### Work to do
Render every line of the items below as a Markdown table with two columns, n for the row number and Line for the line itself. Leave out any blank lines.

— begin Dataset —

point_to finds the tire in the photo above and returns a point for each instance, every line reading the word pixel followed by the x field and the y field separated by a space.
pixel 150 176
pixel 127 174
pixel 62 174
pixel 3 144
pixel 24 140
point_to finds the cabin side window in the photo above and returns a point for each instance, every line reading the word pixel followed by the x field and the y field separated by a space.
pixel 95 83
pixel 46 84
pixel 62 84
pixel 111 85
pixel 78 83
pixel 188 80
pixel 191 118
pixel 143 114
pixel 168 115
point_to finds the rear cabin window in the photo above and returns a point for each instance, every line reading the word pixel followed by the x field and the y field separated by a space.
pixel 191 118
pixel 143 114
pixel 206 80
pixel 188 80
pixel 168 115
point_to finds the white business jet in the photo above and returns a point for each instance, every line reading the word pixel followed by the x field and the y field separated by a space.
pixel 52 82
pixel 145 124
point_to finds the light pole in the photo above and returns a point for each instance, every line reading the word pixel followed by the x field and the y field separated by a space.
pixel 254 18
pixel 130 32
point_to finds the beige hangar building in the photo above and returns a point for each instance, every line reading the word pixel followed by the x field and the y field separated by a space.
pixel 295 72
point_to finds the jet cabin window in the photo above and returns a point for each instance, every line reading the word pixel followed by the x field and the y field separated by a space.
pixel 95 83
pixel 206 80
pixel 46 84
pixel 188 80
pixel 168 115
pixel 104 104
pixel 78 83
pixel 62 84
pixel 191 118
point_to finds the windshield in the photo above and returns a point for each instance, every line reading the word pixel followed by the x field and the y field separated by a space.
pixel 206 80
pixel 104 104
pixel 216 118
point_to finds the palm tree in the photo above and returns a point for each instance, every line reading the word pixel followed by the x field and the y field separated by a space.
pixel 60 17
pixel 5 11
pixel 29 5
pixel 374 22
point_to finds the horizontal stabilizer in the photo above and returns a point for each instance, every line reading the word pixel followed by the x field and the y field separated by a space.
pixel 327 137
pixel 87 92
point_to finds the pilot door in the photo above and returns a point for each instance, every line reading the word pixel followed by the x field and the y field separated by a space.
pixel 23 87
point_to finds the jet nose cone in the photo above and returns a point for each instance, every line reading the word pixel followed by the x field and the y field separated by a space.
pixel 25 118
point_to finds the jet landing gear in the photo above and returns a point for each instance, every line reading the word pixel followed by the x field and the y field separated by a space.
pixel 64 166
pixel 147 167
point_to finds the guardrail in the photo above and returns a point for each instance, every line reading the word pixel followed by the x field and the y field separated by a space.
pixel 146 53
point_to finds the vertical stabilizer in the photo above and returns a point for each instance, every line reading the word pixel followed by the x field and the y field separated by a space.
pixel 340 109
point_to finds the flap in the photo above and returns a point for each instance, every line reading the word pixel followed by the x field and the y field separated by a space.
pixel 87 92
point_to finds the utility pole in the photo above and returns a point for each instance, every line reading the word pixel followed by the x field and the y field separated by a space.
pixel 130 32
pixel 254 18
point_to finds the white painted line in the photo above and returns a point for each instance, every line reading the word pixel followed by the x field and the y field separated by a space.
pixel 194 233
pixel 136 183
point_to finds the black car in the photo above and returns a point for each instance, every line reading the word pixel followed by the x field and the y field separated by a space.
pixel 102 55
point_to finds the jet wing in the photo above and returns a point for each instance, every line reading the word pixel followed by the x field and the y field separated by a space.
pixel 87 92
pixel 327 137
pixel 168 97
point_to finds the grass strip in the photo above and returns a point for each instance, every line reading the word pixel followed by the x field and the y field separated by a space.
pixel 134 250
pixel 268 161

— end Dataset —

### Correct output
| n | Line |
|---|---|
| 1 | point_to finds the tire in the photo above and returns a point for each instance, every line reading the word pixel followed by the x field and the y field separated by a space. |
| 2 | pixel 150 176 |
| 3 | pixel 127 174 |
| 4 | pixel 62 174 |
| 5 | pixel 3 144 |
| 6 | pixel 24 140 |
| 7 | point_to finds the cabin side window in the photo above and returns a point for each instance, every line reading the word pixel followed by the x field and the y field separated by a space. |
| 8 | pixel 95 83 |
| 9 | pixel 46 84 |
| 10 | pixel 62 84 |
| 11 | pixel 111 85 |
| 12 | pixel 78 83 |
| 13 | pixel 188 80 |
| 14 | pixel 191 118 |
| 15 | pixel 143 114 |
| 16 | pixel 168 115 |
| 17 | point_to finds the rear cabin window in the photo above and returns a point for each instance, every line reading the word pixel followed by the x field and the y field separated by a space. |
| 18 | pixel 191 118 |
| 19 | pixel 143 114 |
| 20 | pixel 206 80 |
| 21 | pixel 188 80 |
| 22 | pixel 168 115 |
| 23 | point_to finds the white business jet in the photo above and returns a point for each instance, every line reading the word pixel followed by the x field and the y field separated by a space. |
| 24 | pixel 52 82 |
| 25 | pixel 145 124 |
| 26 | point_to finds the light pole in the photo above and returns a point for each instance, every line reading the word pixel followed by the x field and the y field separated by a space. |
| 27 | pixel 254 18 |
| 28 | pixel 130 32 |
| 29 | point_to finds the beige hangar building in the photo above and returns a point for each instance, every line reading the word pixel followed by the x field and the y field separated by a space. |
| 30 | pixel 295 72 |
| 31 | point_to finds the jet cabin window in the photo above and returns a point for each instance, every line reading the word pixel followed by the x field and the y field separated by a space. |
| 32 | pixel 95 83 |
| 33 | pixel 206 80 |
| 34 | pixel 46 84 |
| 35 | pixel 188 80 |
| 36 | pixel 168 115 |
| 37 | pixel 104 104 |
| 38 | pixel 78 83 |
| 39 | pixel 62 84 |
| 40 | pixel 191 118 |
| 41 | point_to finds the windshield in the photo above and returns a point for each instance, every line reading the word pixel followed by the x field and the y field separated by a space. |
| 42 | pixel 206 80 |
| 43 | pixel 104 104 |
| 44 | pixel 216 118 |
| 45 | point_to finds the palm tree in the photo above and returns a point for each instance, every line reading the word pixel followed by the x field and the y field separated by a space. |
| 46 | pixel 60 17 |
| 47 | pixel 5 11 |
| 48 | pixel 29 5 |
| 49 | pixel 374 22 |
| 50 | point_to finds the horizontal stabilizer in the photo above and returns a point for each instance, every line reading the word pixel followed by the x field and the y field separated by a space. |
| 51 | pixel 327 137 |
| 52 | pixel 87 92 |
| 53 | point_to finds the pilot door in the photo above and returns a point for each instance, every line reading the word pixel followed by the x field and the y field separated by a space. |
| 54 | pixel 23 87 |
| 55 | point_to finds the jet nose cone in the photo above and returns a point for each instance, every line reading the word pixel followed by the x field and the y field separated by a space. |
| 56 | pixel 25 118 |
| 57 | point_to finds the jet landing gear in the photo above and returns a point for each instance, every line reading the word pixel followed by the x field and the y field separated by a space. |
| 58 | pixel 64 166 |
| 59 | pixel 147 167 |
| 60 | point_to finds the guardrail in the photo above and returns a point for each instance, every line reading the word pixel followed by the x field and the y field separated by a space. |
| 61 | pixel 146 53 |
| 62 | point_to finds the vertical stabilizer in the photo above and returns a point for each instance, every line reading the word pixel followed by the x field and the y field separated by a space. |
| 63 | pixel 340 109 |
| 64 | point_to finds the flap in the photo above and returns a point for each instance, every line reading the word pixel followed by the x field and the y field separated by a space. |
| 65 | pixel 87 92 |
| 66 | point_to finds the utility pole in the photo above and returns a point for each instance, every line reading the word pixel followed by the x field and the y field separated by a space. |
| 67 | pixel 130 32 |
| 68 | pixel 254 18 |
| 69 | point_to finds the white painted line in the photo above and returns a point for each instance, every line reading the word pixel followed by the x field and the y field separated by a space. |
| 70 | pixel 194 233 |
| 71 | pixel 136 183 |
| 72 | point_to finds the black car in the photo above and returns a point for each instance, every line reading the word pixel followed by the x field and the y field separated by a space. |
| 73 | pixel 102 55 |
| 74 | point_to finds the jet wing in the photo above and returns a point for each instance, every line reading the word pixel followed by the x field and the y field separated by a space. |
| 75 | pixel 87 92 |
| 76 | pixel 327 137 |
| 77 | pixel 168 97 |
| 78 | point_to finds the grass strip in the photo above and returns a point for each instance, every line reading the word pixel followed by the x field and the y field separated by a space. |
| 79 | pixel 134 250 |
| 80 | pixel 268 161 |